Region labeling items
^^^^

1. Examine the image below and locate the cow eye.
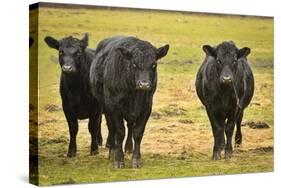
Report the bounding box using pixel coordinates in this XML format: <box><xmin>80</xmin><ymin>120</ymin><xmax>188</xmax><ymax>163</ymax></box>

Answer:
<box><xmin>151</xmin><ymin>63</ymin><xmax>157</xmax><ymax>69</ymax></box>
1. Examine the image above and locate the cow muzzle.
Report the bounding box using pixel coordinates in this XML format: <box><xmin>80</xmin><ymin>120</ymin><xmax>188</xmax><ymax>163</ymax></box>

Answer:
<box><xmin>137</xmin><ymin>81</ymin><xmax>151</xmax><ymax>90</ymax></box>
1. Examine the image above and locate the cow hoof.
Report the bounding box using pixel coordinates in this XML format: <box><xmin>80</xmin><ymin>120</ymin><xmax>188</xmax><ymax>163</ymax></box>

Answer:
<box><xmin>213</xmin><ymin>153</ymin><xmax>221</xmax><ymax>161</ymax></box>
<box><xmin>90</xmin><ymin>150</ymin><xmax>99</xmax><ymax>155</ymax></box>
<box><xmin>132</xmin><ymin>159</ymin><xmax>142</xmax><ymax>168</ymax></box>
<box><xmin>113</xmin><ymin>161</ymin><xmax>125</xmax><ymax>168</ymax></box>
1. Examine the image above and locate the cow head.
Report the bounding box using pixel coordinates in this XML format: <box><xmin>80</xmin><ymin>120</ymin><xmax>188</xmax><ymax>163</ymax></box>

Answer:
<box><xmin>116</xmin><ymin>44</ymin><xmax>169</xmax><ymax>90</ymax></box>
<box><xmin>203</xmin><ymin>41</ymin><xmax>251</xmax><ymax>85</ymax></box>
<box><xmin>45</xmin><ymin>33</ymin><xmax>88</xmax><ymax>74</ymax></box>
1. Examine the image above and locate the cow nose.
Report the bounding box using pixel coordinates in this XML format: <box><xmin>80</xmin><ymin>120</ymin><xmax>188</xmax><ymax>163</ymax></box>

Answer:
<box><xmin>62</xmin><ymin>65</ymin><xmax>73</xmax><ymax>73</ymax></box>
<box><xmin>138</xmin><ymin>81</ymin><xmax>151</xmax><ymax>90</ymax></box>
<box><xmin>222</xmin><ymin>76</ymin><xmax>232</xmax><ymax>83</ymax></box>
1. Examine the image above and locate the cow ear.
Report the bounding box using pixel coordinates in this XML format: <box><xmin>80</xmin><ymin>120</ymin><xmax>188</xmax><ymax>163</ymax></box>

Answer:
<box><xmin>116</xmin><ymin>47</ymin><xmax>133</xmax><ymax>59</ymax></box>
<box><xmin>29</xmin><ymin>37</ymin><xmax>34</xmax><ymax>48</ymax></box>
<box><xmin>238</xmin><ymin>47</ymin><xmax>251</xmax><ymax>58</ymax></box>
<box><xmin>156</xmin><ymin>44</ymin><xmax>170</xmax><ymax>60</ymax></box>
<box><xmin>202</xmin><ymin>45</ymin><xmax>217</xmax><ymax>57</ymax></box>
<box><xmin>44</xmin><ymin>36</ymin><xmax>60</xmax><ymax>50</ymax></box>
<box><xmin>81</xmin><ymin>33</ymin><xmax>89</xmax><ymax>50</ymax></box>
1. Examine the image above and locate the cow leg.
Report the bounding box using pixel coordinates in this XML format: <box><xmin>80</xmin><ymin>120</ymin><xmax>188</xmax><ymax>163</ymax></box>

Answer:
<box><xmin>207</xmin><ymin>108</ymin><xmax>225</xmax><ymax>160</ymax></box>
<box><xmin>235</xmin><ymin>110</ymin><xmax>244</xmax><ymax>147</ymax></box>
<box><xmin>63</xmin><ymin>106</ymin><xmax>78</xmax><ymax>157</ymax></box>
<box><xmin>97</xmin><ymin>116</ymin><xmax>103</xmax><ymax>146</ymax></box>
<box><xmin>225</xmin><ymin>117</ymin><xmax>235</xmax><ymax>159</ymax></box>
<box><xmin>104</xmin><ymin>113</ymin><xmax>116</xmax><ymax>160</ymax></box>
<box><xmin>132</xmin><ymin>108</ymin><xmax>151</xmax><ymax>168</ymax></box>
<box><xmin>109</xmin><ymin>110</ymin><xmax>125</xmax><ymax>168</ymax></box>
<box><xmin>125</xmin><ymin>122</ymin><xmax>133</xmax><ymax>153</ymax></box>
<box><xmin>88</xmin><ymin>110</ymin><xmax>101</xmax><ymax>155</ymax></box>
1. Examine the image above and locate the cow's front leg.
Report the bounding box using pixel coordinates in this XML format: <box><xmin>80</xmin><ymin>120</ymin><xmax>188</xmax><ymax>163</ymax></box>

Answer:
<box><xmin>109</xmin><ymin>110</ymin><xmax>125</xmax><ymax>168</ymax></box>
<box><xmin>207</xmin><ymin>108</ymin><xmax>225</xmax><ymax>160</ymax></box>
<box><xmin>132</xmin><ymin>108</ymin><xmax>151</xmax><ymax>168</ymax></box>
<box><xmin>125</xmin><ymin>122</ymin><xmax>133</xmax><ymax>153</ymax></box>
<box><xmin>224</xmin><ymin>114</ymin><xmax>235</xmax><ymax>159</ymax></box>
<box><xmin>64</xmin><ymin>108</ymin><xmax>78</xmax><ymax>157</ymax></box>
<box><xmin>88</xmin><ymin>110</ymin><xmax>101</xmax><ymax>155</ymax></box>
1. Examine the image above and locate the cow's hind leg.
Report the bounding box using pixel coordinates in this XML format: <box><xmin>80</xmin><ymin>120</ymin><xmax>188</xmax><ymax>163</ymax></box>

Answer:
<box><xmin>97</xmin><ymin>116</ymin><xmax>103</xmax><ymax>146</ymax></box>
<box><xmin>225</xmin><ymin>117</ymin><xmax>235</xmax><ymax>159</ymax></box>
<box><xmin>235</xmin><ymin>110</ymin><xmax>244</xmax><ymax>147</ymax></box>
<box><xmin>88</xmin><ymin>110</ymin><xmax>101</xmax><ymax>155</ymax></box>
<box><xmin>125</xmin><ymin>122</ymin><xmax>133</xmax><ymax>153</ymax></box>
<box><xmin>207</xmin><ymin>108</ymin><xmax>225</xmax><ymax>160</ymax></box>
<box><xmin>104</xmin><ymin>113</ymin><xmax>116</xmax><ymax>160</ymax></box>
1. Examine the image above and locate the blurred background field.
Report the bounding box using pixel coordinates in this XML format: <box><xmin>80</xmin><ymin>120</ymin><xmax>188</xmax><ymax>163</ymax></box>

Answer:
<box><xmin>30</xmin><ymin>4</ymin><xmax>274</xmax><ymax>185</ymax></box>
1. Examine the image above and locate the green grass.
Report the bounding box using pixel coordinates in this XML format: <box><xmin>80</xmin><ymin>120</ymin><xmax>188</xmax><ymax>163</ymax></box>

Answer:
<box><xmin>30</xmin><ymin>5</ymin><xmax>274</xmax><ymax>185</ymax></box>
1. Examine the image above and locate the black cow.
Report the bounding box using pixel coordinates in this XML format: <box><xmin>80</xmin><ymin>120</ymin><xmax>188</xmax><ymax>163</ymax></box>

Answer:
<box><xmin>90</xmin><ymin>36</ymin><xmax>169</xmax><ymax>168</ymax></box>
<box><xmin>29</xmin><ymin>37</ymin><xmax>34</xmax><ymax>48</ymax></box>
<box><xmin>196</xmin><ymin>41</ymin><xmax>254</xmax><ymax>160</ymax></box>
<box><xmin>45</xmin><ymin>34</ymin><xmax>102</xmax><ymax>157</ymax></box>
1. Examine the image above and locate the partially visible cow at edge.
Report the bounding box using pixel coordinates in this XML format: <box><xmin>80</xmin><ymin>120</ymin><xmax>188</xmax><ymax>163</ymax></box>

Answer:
<box><xmin>45</xmin><ymin>34</ymin><xmax>102</xmax><ymax>157</ymax></box>
<box><xmin>90</xmin><ymin>36</ymin><xmax>169</xmax><ymax>168</ymax></box>
<box><xmin>195</xmin><ymin>41</ymin><xmax>254</xmax><ymax>160</ymax></box>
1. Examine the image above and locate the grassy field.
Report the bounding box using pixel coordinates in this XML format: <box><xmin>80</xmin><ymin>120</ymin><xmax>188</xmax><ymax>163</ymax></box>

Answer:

^^^^

● Exercise directions
Output as a numbered list the lines from the one containing "1. Examine the image above and locate the partially" through the end of the items, skipping blank lines.

● Result for this task
1. 1. Examine the image above and locate the partially visible cow at edge.
2. Report the bounding box using pixel coordinates in this XML format: <box><xmin>80</xmin><ymin>120</ymin><xmax>188</xmax><ymax>163</ymax></box>
3. Answer:
4. <box><xmin>45</xmin><ymin>34</ymin><xmax>102</xmax><ymax>157</ymax></box>
5. <box><xmin>90</xmin><ymin>36</ymin><xmax>169</xmax><ymax>168</ymax></box>
6. <box><xmin>195</xmin><ymin>41</ymin><xmax>254</xmax><ymax>160</ymax></box>
7. 1. Examine the image above and locate the grassy field.
8. Report the bounding box using pixel coordinates in this XML format: <box><xmin>80</xmin><ymin>120</ymin><xmax>188</xmax><ymax>163</ymax></box>
9. Answer:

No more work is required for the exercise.